TEXTE FOURNI:
··········

Partager:
"Ce trafic a mis dans l'assiette du consommateur de la viande de cheval interdite à la consommation, c'est aussi simple que cela": jusqu'à un an de prison ferme a été requis mardi au procès d'une vaste fraude impliquant notamment des chevaux d'une ferme-laboratoire de Sanofi-Pasteur.
Dans son réquisitoire, au tribunal correctionnel de Marseille, le procureur-adjoint Jean-Yves Lourgouilloux a requis la condamnation de 21 des 25 prévenus jugés depuis le 9 janvier, demandant des peines de trois mois de prison avec sursis à trois ans de prison dont un an ferme.
La réquisition la plus lourde a visé Patrick Rochette, 68 ans, négociant grossiste en viande de cheval à Narbonne (Aude), qui a reconnu avoir falsifié les papiers de dizaines de chevaux provenant d'une ferme-laboratoire de Sanofi-Pasteur en Ardèche. Impropres à la consommation, après avoir servi à l'élaboration de sérums antirabiques ou antivenimeux, ces animaux avaient été abattus à Narbonne et en Espagne puis leurs carcasses écoulées auprès de boucheries en Occitanie.
Concédant l'ancienneté d'un dossier qui remonte à 2011, le magistrat a cependant assuré que "les faits restent graves", avec "de la viande provenant de chevaux de laboratoire qui avaient reçu des substances nocives pendant plusieurs années".
Alors certes, une expertise toxicologique sur les chevaux Sanofi a permis d'écarter tout risque sanitaire. Mais pour tous les autres animaux "dont une fraude documentaire a brouillé la traçabilité, on ne sait rien", a insisté M. Lourgouilloux.
Une peine de deux ans de prison dont dix-huit mois avec sursis et une amende de 10.000 euros a été réclamée contre Fabrice Daniel, gérant de la société Equid'Aniel, qui fournissait les chevaux à Sanofi puis les reprenait cinq ans plus tard, alors que leurs documents portaient clairement des tampons rouges les excluant de l'alimentation humaine.
La même peine a été requise contre Jacques Larnaudie, autre fournisseur de chevaux de Patrick Rochette et lui aussi exportateur vers l'Italie et la Pologne d'animaux impropres à l'abattage.
- "Un mobile clair, l'argent" -
Modification des cartes propriétaires qui excluaient leur animal de l'alimentation, insertion de feuillets de traitement médicamenteux vierges, recours à des carnets de chevaux morts pour fournir des papiers à des chevaux n'en n'ayant pas: "Chacun a mis la main à la pâte de cette fraude massive et organisée destinée à tromper les abattoirs et les administrations", a accusé le magistrat.

··········

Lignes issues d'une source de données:

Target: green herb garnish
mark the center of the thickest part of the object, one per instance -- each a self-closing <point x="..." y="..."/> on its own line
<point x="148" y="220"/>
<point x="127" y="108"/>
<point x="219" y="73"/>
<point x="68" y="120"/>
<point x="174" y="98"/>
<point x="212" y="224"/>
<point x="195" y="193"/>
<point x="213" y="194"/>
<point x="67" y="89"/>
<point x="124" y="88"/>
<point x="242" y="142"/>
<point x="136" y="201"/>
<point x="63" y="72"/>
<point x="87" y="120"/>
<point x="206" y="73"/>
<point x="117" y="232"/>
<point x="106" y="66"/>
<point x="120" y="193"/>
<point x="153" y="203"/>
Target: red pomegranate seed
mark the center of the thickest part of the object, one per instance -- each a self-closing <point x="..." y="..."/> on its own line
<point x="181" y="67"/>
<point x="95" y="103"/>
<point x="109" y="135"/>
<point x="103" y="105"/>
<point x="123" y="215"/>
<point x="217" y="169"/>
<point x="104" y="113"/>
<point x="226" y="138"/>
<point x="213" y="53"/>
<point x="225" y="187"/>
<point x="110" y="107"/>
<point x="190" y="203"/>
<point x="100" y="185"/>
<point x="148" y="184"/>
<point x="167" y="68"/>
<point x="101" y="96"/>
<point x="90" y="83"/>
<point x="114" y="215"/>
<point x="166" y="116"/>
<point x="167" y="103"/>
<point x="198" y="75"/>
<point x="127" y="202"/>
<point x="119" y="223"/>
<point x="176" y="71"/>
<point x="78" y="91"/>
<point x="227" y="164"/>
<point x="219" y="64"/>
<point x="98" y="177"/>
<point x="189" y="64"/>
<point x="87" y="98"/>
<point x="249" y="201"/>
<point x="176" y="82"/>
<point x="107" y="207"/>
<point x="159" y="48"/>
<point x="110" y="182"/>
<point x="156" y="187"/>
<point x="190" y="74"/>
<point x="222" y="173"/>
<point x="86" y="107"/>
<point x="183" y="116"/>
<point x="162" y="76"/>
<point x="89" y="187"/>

··········

CONSIGNE: Recopiez le passage de l'article sur la fraude à la viande de cheval qui s'ouvre sur les mots « Alors certes, une » et se clôt sur « impropres à l'abattage. ». Substituez-y « cachets » à « tampons ».

RÉPONSE:
Alors certes, une expertise toxicologique sur les chevaux Sanofi a permis d'écarter tout risque sanitaire. Mais pour tous les autres animaux "dont une fraude documentaire a brouillé la traçabilité, on ne sait rien", a insisté M. Lourgouilloux.
Une peine de deux ans de prison dont dix-huit mois avec sursis et une amende de 10.000 euros a été réclamée contre Fabrice Daniel, gérant de la société Equid'Aniel, qui fournissait les chevaux à Sanofi puis les reprenait cinq ans plus tard, alors que leurs documents portaient clairement des cachets rouges les excluant de l'alimentation humaine.
La même peine a été requise contre Jacques Larnaudie, autre fournisseur de chevaux de Patrick Rochette et lui aussi exportateur vers l'Italie et la Pologne d'animaux impropres à l'abattage.